**EXERCICES PROPOSÉS**:
a. Reprenez le passage du texte sur la pêche rochelaise en commençant par « Sa situation géographique » et en allant jusqu'à « à la criée. », puis substituez « aux enchères » à « à la criée ».
b. D'après le texte sur la pêche rochelaise, combien de chalutiers de plus de 100 tonneaux le port de La Rochelle compte-t-il en 1964 ?

------ TEXTE EXTRAIT ------

Jusqu’au milieu du XIXe siècle, les bateaux et les techniques de pêche n’ont connu que des évolutions lentes « La pêche reste le parent pauvre de l’industrie et du commerce »[1]. La pêche maritime a toujours gardé un caractère artisanal. Jusqu’à la fin du XVIIIe siècle, l’histoire économique et sociale des pêches maritimes demeure statique. « La relative fixité des techniques de pêche, la surexploitation des fonds côtiers et les cycles de raréfaction de certaines espèces migratoires (sardine-thon) entraînent la misère des pêcheurs de la côte »[2].
La Rochelle (Rochella), modeste bourgade de pêcheurs, connaît au XIe siècle un essor maritime, essentiellement commercial. Côtière pendant des siècles, la pêche rochelaise va connaître un certain développement avec la « grande pêche », la pêche lointaine de la morue sur le grand banc de Terre-Neuve particulièrement. Dès le quinzième siècle, des navires rochelais arment régulièrement pour la grande pêche à Terre-Neuve[3]. En 1766, La Rochelle compte 16 Terre-neuviens[4]. Cette grande pêche devient marginale, à La Rochelle, au début du 20e siècle. Les mauvaises années traversées par cette pêche à Terre-Neuve depuis 1927 lassent les armateurs. La Rochelle ne compte plus que quelques chalutiers et voiliers allant pêcher au loin[5].
Mais, au XXe siècle, La Rochelle devient l’un des six grands ports de pêche industrielle français avec Boulogne, Dieppe, Fécamp, Lorient et Arcachon[6], le deuxième port français derrière Boulogne-sur-Mer[7]. Il connaîtra une grande prospérité jusqu’aux années 1960, avec 85 chalutiers de plus de 100 tonneaux en 1964. Il est alors le quatrième port de pêche français[8].
Sa situation géographique privilégiée, au cœur du Golfe de Gascogne, en fait un port permettant d’accéder rapidement aux lieux de pêche du Golfe et de débarquer le poisson frais pour la vente à la criée.
Des inventions extérieures à la pêche créent les conditions du développement dune véritable industrie de la pêche en France, mais aussi, plus précocement, dans d’autres pays de l’Atlantique, en particulier la Grande-Bretagne. Dès 1795, est mis au point un procédé de conservation des aliments cuits, qui permet la création d’une industrie de la conserve et, en 1824, la cuisson des sardines dans l’huile d’olive, selon l’idée de Joseph Colin, un industriel nantais. En 1827, une première conserverie s’installe à La Rochelle. Le chemin de fer relie les villes, dont La Rochelle avec l’ouverture de sa gare en 1857, réduisant fortement les temps de transport. En 1876, Charles Tellier met au point un système de conservation de la viande par le froid, ouvrant des perspectives pour la pêche. En 1884, à La Rochelle, s’installe la première fabrique de glace artificielle près de l’encan des Carmes.

------ DONNÉES ENREGISTRÉES ------

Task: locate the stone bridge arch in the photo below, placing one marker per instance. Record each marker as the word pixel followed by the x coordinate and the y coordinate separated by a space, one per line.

------

**CORRIGÉ**:
a.
Sa situation géographique privilégiée, au cœur du Golfe de Gascogne, en fait un port permettant d’accéder rapidement aux lieux de pêche du Golfe et de débarquer le poisson frais pour la vente aux enchères.

b. 85 chalutiers.